* Aim *
Copy the lines below word for word, keeping every one of them in the same order.

* Data for this exercise *
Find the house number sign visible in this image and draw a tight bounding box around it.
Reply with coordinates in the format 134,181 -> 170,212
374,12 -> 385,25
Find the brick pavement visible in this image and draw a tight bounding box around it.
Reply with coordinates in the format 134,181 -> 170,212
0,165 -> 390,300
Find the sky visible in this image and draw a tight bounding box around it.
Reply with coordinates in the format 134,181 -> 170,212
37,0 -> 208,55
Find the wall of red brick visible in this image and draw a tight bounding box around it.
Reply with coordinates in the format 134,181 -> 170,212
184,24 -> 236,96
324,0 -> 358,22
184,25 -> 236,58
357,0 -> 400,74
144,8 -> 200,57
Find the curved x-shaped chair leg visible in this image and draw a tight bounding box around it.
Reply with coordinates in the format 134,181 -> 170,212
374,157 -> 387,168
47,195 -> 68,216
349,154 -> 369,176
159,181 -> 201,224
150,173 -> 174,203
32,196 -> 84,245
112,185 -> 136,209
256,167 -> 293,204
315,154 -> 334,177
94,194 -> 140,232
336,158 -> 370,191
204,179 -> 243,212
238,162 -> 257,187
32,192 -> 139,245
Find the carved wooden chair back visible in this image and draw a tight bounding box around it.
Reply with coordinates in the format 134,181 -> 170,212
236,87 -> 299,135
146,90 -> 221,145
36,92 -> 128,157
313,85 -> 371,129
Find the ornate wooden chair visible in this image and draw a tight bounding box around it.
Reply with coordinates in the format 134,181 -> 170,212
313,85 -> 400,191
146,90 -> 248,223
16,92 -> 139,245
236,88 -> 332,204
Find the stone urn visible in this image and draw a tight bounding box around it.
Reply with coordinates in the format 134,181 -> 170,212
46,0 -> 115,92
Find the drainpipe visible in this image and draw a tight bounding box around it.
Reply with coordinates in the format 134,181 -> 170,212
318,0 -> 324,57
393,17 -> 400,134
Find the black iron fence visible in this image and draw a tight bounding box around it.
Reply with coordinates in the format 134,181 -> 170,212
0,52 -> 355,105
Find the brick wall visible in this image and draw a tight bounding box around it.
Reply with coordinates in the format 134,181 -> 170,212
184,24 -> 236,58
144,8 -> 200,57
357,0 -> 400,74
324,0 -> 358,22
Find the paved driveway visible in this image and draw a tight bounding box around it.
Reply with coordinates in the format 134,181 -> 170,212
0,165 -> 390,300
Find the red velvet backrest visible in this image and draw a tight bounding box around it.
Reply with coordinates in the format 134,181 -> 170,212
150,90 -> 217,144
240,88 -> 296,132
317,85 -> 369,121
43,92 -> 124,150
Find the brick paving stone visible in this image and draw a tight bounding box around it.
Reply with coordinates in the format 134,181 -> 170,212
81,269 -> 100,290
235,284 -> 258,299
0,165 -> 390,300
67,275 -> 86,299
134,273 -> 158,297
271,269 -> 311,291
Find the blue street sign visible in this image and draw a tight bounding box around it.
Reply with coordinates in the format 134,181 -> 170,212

* Answer to this exercise *
Find the house number sign visible in this image and draw a tight bounding box around it.
Reply with coordinates in the format 134,181 -> 170,212
374,12 -> 385,25
Find the brick pavement visible in this image and draw a tight bounding box around it.
Reply with coordinates in the format 134,181 -> 170,212
0,165 -> 390,300
Find the sky visible in this image and draw a tight bounding box around it.
Reply with coordinates in the format 134,181 -> 170,212
37,0 -> 208,55
Find the wall of red brick visible in this image and draw a tight bounding box around it.
Reply with coordinates in the format 134,181 -> 170,212
184,24 -> 236,96
324,0 -> 358,22
184,25 -> 236,58
357,0 -> 400,74
144,8 -> 200,57
Find the curved x-shaped chair leg visible in this image and draw a tight bounding box around it.
Reply with coordinates in the format 134,181 -> 170,212
374,157 -> 387,168
47,195 -> 68,216
349,154 -> 369,176
159,181 -> 201,224
150,173 -> 174,203
32,196 -> 84,245
112,185 -> 136,209
256,167 -> 293,204
315,154 -> 334,177
94,194 -> 140,232
336,158 -> 370,191
204,179 -> 243,212
238,162 -> 257,187
32,192 -> 139,245
Find the carved wooden chair back visible in this image and draw a tight bounding box around it.
Reply with coordinates in the format 134,181 -> 170,212
236,87 -> 299,135
146,90 -> 221,145
36,92 -> 128,157
313,85 -> 371,129
Find the ornate wooden chair visible in this image and draw a tight bounding box around it.
Reply with coordinates in the format 134,181 -> 170,212
313,85 -> 400,191
146,90 -> 248,223
16,92 -> 139,245
236,88 -> 332,204
Find the stone urn visible in this image and draw a tight bounding box around it.
Reply with coordinates in the format 134,181 -> 170,212
46,0 -> 115,92
Find the drainpipe visible in this image and draw a tight bounding box around it.
Reply with coordinates in the format 134,181 -> 170,212
318,0 -> 324,57
393,17 -> 400,134
Find the black iron fence visible in this image and draw a tight bounding box around it.
Reply with coordinates in the format 134,181 -> 170,212
0,52 -> 355,105
Find the brick wall visible in this image and draw a tight bounding box around it.
Reply with coordinates in the format 134,181 -> 170,212
184,24 -> 236,58
144,8 -> 200,57
357,0 -> 400,74
324,0 -> 358,22
Find the paved driveway visible in this image and draw a tight bounding box around it.
Reply with coordinates in the format 134,181 -> 170,212
0,165 -> 390,300
Find the red velvet backrest visible in this image and draw a tight bounding box around it.
Reply with coordinates in the format 134,181 -> 170,212
150,90 -> 217,144
240,88 -> 296,132
317,85 -> 369,121
43,92 -> 124,150
Find the brick paving stone visible in this image and draw a tight bounding box around it.
Reply with coordinates in the format 134,181 -> 170,212
81,269 -> 100,290
235,284 -> 258,299
0,165 -> 390,300
67,275 -> 86,299
134,273 -> 158,297
271,269 -> 311,291
Find the blue street sign visible in this image and draw a tight bounding box around it.
Reply with coordinates in the format 134,181 -> 170,212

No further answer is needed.